• [WHAT THIS TASK INVOLVES]: Return the lines below exactly, from the first one through the line that has "like point(445, 438).". Leave out everything after it.

• [DATA IN THIS EXERCISE]:
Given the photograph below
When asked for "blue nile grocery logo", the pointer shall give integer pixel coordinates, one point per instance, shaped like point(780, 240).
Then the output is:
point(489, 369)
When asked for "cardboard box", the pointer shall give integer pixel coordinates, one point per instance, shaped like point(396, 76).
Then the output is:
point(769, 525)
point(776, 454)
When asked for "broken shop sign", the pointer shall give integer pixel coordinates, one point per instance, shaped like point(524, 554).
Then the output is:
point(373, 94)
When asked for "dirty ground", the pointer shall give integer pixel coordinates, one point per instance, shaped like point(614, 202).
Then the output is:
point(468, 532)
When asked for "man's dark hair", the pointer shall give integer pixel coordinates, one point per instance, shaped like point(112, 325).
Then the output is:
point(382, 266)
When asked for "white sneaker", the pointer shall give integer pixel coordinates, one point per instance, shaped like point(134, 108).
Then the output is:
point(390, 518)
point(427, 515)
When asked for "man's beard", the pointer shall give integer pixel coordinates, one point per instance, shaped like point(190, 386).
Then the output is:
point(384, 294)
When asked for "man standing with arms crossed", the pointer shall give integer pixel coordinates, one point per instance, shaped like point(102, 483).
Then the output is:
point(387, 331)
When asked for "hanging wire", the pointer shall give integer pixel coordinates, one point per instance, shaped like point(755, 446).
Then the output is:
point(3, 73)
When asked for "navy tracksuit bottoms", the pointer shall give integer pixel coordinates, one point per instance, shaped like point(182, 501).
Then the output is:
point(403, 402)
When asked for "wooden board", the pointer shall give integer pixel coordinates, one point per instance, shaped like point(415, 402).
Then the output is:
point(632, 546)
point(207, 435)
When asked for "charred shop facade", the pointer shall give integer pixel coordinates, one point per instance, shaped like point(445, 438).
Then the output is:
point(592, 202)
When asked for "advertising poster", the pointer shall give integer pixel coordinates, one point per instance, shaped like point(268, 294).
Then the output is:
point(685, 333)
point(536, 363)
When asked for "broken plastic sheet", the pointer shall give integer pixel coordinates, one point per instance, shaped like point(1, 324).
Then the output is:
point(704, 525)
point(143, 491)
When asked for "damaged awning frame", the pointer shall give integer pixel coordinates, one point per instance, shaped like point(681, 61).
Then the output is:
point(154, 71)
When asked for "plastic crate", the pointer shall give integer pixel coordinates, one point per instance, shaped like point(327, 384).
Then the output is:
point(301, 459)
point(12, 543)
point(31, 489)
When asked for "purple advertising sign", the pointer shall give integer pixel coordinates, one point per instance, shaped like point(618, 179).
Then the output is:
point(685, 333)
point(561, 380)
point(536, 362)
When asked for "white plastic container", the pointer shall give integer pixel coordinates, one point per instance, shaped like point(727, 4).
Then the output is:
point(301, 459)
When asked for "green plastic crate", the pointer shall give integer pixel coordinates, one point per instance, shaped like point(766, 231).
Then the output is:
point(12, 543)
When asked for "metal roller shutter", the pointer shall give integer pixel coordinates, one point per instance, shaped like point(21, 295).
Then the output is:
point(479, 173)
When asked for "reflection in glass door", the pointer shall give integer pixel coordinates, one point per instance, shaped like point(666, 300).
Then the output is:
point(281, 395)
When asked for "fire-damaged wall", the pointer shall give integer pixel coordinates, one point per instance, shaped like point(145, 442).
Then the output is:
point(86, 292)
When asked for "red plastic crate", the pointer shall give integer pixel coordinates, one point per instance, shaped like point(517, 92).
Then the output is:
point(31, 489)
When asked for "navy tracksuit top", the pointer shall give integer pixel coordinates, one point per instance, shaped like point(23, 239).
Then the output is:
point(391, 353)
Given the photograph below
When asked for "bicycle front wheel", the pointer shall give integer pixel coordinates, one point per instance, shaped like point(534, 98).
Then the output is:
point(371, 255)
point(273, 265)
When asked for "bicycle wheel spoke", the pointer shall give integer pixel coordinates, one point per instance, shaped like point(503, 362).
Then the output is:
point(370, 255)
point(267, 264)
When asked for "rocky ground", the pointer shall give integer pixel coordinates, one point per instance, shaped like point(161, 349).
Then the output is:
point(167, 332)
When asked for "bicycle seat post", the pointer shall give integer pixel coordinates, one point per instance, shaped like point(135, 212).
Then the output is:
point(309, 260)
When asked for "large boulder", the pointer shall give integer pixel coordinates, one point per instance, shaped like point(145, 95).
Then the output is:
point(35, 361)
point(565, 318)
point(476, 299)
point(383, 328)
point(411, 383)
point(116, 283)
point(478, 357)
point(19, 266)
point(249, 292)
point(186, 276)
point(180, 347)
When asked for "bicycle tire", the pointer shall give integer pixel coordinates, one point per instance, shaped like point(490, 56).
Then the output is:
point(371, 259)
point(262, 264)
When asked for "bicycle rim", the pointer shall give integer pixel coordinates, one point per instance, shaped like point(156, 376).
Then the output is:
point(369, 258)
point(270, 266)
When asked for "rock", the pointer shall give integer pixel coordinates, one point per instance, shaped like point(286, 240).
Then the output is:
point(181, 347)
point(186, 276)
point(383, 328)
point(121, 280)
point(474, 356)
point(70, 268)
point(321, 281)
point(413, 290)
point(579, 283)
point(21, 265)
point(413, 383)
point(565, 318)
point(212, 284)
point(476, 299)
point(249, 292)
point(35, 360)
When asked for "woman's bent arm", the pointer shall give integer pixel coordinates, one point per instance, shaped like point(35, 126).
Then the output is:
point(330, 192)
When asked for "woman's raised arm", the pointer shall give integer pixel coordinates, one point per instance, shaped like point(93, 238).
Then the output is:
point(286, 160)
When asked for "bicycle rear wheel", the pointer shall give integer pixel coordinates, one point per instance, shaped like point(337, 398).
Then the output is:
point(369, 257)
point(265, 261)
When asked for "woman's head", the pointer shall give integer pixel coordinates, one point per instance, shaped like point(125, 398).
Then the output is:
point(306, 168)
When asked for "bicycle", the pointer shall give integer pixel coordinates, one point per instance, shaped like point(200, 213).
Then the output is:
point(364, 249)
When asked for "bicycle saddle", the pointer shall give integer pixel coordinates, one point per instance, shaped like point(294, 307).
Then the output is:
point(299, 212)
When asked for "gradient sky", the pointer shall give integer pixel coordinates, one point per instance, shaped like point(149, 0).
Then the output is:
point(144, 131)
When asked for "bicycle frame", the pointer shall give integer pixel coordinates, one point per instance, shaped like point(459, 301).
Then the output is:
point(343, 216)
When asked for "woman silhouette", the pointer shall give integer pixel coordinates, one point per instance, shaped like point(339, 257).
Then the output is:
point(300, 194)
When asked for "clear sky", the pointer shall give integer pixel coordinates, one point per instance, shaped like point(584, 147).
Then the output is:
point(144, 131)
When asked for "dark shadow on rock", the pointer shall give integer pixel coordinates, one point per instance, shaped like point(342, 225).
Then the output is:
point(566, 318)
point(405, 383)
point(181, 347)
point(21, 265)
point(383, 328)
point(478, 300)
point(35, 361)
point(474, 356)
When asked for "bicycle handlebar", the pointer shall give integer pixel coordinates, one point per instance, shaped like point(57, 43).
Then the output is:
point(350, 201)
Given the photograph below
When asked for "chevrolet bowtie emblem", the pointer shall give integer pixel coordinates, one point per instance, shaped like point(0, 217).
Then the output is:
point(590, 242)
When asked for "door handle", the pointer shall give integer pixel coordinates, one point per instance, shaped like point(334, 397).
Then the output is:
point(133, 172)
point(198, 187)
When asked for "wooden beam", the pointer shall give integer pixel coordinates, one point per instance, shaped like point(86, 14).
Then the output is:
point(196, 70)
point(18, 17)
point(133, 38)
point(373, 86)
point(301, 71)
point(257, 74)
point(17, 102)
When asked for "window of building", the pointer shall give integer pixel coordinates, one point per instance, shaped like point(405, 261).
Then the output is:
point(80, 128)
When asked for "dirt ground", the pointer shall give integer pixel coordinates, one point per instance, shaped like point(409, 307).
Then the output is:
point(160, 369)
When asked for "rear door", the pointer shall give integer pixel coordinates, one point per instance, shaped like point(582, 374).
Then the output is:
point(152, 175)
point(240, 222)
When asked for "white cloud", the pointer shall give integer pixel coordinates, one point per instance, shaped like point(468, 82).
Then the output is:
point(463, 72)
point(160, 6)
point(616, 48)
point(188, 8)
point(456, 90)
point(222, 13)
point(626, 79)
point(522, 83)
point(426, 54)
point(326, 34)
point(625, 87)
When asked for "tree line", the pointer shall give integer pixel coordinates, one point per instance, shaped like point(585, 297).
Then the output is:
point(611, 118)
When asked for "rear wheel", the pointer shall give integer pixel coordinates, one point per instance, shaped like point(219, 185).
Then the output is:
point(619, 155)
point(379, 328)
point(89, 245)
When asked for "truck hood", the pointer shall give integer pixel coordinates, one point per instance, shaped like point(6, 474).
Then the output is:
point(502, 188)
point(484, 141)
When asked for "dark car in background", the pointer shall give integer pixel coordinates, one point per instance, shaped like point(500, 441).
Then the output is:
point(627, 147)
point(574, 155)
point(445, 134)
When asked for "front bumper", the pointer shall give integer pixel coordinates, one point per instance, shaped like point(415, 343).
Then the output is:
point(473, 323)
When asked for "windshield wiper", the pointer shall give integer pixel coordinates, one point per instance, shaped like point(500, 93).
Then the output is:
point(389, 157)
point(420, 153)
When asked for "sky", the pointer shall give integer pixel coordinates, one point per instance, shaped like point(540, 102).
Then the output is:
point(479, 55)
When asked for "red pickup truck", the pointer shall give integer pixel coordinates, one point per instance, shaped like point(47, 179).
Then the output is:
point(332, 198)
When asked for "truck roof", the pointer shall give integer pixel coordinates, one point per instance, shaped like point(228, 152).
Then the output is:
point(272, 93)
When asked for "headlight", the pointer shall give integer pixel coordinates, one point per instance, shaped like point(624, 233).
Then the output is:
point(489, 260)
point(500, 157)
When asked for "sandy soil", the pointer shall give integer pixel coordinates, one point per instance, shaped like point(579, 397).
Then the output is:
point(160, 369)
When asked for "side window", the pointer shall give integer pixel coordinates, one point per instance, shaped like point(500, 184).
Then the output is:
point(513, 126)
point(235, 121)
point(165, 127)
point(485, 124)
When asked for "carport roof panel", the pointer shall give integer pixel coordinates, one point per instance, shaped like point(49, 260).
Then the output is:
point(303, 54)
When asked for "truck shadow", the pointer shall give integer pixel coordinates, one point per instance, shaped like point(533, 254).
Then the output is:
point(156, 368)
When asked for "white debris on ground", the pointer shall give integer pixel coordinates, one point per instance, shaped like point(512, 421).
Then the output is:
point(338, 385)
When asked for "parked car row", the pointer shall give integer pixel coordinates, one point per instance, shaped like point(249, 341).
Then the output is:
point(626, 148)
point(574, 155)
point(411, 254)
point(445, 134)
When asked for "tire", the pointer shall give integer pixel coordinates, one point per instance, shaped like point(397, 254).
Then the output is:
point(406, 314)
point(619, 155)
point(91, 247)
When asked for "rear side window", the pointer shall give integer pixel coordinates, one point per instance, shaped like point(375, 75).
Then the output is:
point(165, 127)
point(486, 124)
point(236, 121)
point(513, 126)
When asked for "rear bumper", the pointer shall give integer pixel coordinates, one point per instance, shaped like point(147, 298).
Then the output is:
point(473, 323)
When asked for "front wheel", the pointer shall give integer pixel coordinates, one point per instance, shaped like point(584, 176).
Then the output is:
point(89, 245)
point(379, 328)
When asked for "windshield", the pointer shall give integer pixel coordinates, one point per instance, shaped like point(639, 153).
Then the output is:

• [RESPONSE]:
Given the photograph below
When asked for "blue nile grocery logo", the pointer shall give integer pixel coordinates, one point per instance, shaped like point(780, 240).
Then the output is:
point(489, 369)
When asked for "cardboard box", the pointer shall give integer pixel coordinates, one point per instance, shaped like point(396, 76).
Then the output is:
point(769, 525)
point(776, 454)
When asked for "broken shop sign", the pointer shall give integer pixel coordinates, one point per instance, shaped like point(524, 554).
Then the output is:
point(373, 94)
When asked for "dirty ground", the pointer shall give integer pixel coordinates, one point per instance, shaped like point(614, 202).
Then the output is:
point(468, 532)
When asked for "man's dark hair", the pointer shall give integer pixel coordinates, one point per instance, shaped like point(112, 325).
Then the output is:
point(382, 266)
When asked for "white sneaker", the pointer shall give integer pixel coordinates, one point per instance, shaped like point(134, 108).
Then the output is:
point(390, 518)
point(427, 515)
When asked for "man's beard", the pointer shall give integer pixel coordinates, one point per instance, shaped like point(190, 386).
Then the output is:
point(384, 294)
When asked for "man standing with arms crossed", the pointer shall give integer pixel coordinates, one point per instance, shaped like point(102, 483).
Then the output is:
point(387, 331)
When asked for "hanging wire", the pointer shall give integer pixel coordinates, one point per instance, shaped like point(755, 446).
Then the output is:
point(3, 73)
When asked for "navy tracksuit bottoms", the pointer shall give integer pixel coordinates, one point per instance, shaped like point(182, 501).
Then the output is:
point(403, 402)
When asked for "wooden board", the pointer shall give integer pixel coordinates, one point per instance, shaped like point(415, 402).
Then the output is:
point(632, 546)
point(207, 435)
When asked for "charred shop facade", the pointer shall give integer pixel coordinates, one point per instance, shaped like point(445, 438).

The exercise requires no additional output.